> **PASSAGE TO READ**
World-class care, close to home

Bergeron began treatment in 2023 and was prepared for a long hospital stay and difficult side effects but was home in 11 days without an adverse reaction. Previously, patients in Vermont and northern New York who wanted CAR T therapy needed to travel, usually to Boston, New York City, Dartmouth or Rochester, to access it. 

“Our goal is for patients to be able to access this therapy without uprooting their lives,” says Dr. Gerson, who came to lead the CAR T-cell program at University of Vermont from the University of Pennsylvania, where the therapy was discovered and developed. “The remote treatment can cause significant upheaval since it requires multiple episodes of care over the course of three to six months. Many patients need to live in the area where they’re being treated for four weeks.” 

CAR T works by training a patient’s own T cells — a type of white blood cell used by the immune system to kill viruses and other foreign bodies — to recognize and attack cancer cells. 

For Bergeron, the treatment had several steps. First, T cells were removed from his blood. Then, in the lab, they were modified by adding a receptor gene — a “chimeric antigen receptor” or CAR — that can recognize a protein on the cancer cell, latch onto it and kill the cell. Finally, these engineered cells were multiplied and given back to Bergeron. 

Bergeron’s first scan after the infusion showed no sign of cancer.

“I was admitted to the hospital on October 6, 2023, home on October 17 which was about a week sooner than I was expecting,” says Bergeron. “I handled the treatment pretty well with a high fever being the worst of it. I’ll take that, and my first scan at the end of November was clear. I feel hopeful, and I’m staying positive,” he adds.

The data has shown that if patients are cancer free for three months, around 80% of patients will go four years without relapsing and it could be longer as well. “I hope to be in that 80%.” 

UVM CAR T-cell Program Receives FACT Accreditation

The CAR T program at UVM Cancer Center recently received accreditation from a national organization called the Foundation for the Accreditation of Cellular Therapy (FACT), which means it has met or exceeded quality measures and standards. The CAR T-cell program also highlights the benefits that an academic medical center like UVM Medical Center — which combines cutting edge clinical care and innovative research — can bring to a community.

> **ENTRIES SHOWN**
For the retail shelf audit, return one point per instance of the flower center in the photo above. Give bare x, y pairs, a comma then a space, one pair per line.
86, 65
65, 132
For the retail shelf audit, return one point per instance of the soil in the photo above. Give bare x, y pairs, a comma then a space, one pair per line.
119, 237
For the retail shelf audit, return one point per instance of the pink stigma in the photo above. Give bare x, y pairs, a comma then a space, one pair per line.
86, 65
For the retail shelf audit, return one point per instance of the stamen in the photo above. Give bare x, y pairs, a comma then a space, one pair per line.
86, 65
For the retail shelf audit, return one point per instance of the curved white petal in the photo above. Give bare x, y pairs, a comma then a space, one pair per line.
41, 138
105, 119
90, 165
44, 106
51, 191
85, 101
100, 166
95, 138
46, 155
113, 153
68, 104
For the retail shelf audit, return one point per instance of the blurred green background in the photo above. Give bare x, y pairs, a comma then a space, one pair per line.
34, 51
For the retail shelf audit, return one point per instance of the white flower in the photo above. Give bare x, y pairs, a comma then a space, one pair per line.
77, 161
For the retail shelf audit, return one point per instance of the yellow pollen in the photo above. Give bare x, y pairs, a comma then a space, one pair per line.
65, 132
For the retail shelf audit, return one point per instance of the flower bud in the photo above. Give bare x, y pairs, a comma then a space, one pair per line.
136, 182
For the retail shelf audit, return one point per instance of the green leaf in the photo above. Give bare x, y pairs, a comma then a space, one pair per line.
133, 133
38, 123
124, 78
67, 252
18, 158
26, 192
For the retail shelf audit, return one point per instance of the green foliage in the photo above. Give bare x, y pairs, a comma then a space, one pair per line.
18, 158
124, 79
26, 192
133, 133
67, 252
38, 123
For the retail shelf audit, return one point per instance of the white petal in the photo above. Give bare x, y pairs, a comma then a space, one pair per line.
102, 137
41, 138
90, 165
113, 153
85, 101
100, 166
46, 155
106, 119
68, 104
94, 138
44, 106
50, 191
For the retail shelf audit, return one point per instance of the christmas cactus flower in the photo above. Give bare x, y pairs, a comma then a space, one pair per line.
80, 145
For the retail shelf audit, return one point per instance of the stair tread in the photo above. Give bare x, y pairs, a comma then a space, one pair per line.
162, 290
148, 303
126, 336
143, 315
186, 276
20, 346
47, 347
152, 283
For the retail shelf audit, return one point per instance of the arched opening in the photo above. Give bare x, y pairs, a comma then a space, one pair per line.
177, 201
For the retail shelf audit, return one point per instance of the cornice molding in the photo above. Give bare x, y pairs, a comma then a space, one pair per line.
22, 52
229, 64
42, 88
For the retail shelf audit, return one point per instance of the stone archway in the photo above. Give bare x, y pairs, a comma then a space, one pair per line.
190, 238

> **PROBLEMS TO SOLVE**
(a) In the article on CAR T-cell therapy in Vermont, which university did Dr. Gerson come from to lead the University of Vermont program?
(b) Resume the article on CAR T-cell therapy in Vermont after its last sentence.

> **REPLIES**
(a) The University of Pennsylvania

(b)
Cancer science is changing rapidly. With new applications for CAR T-cell therapy on the horizon, we will continue to expand access to this life-saving treatment in our region. Providing world-class care close to home to reduce the burden of cancer for our patients and their caregivers — this is what the cancer center is all about.    

RANDALL HOLCOMBE, MD, MBA, PROFESSOR AND DIRECTOR OF UNIVERSITY OF VERMONT CANCER CENTER AND CHIEF OF THE DIVISION OF HEMATOLOGY AND ONCOLOGY.

Approved by the FDA in 2017 for a variety of blood cancers, CAR T-cell therapy induces a “complete response” — where no remaining cancer is detectable — in 50-80 percent of patients treated with it, depending on the cancer type, including in 70% of patients with mantle cell lymphoma and 80 percent with follicular lymphoma. Up to ninety percent of patients with these two cancers see a “partial response,” where the cancer has been significantly diminished. As was the case for Bergeron, the therapy is typically used after other forms of treatment have been unsuccessful. 

Blood cancers account for 10 percent of all cancer diagnosed in the United States every year, according to the Leukemia and Lymphoma Society.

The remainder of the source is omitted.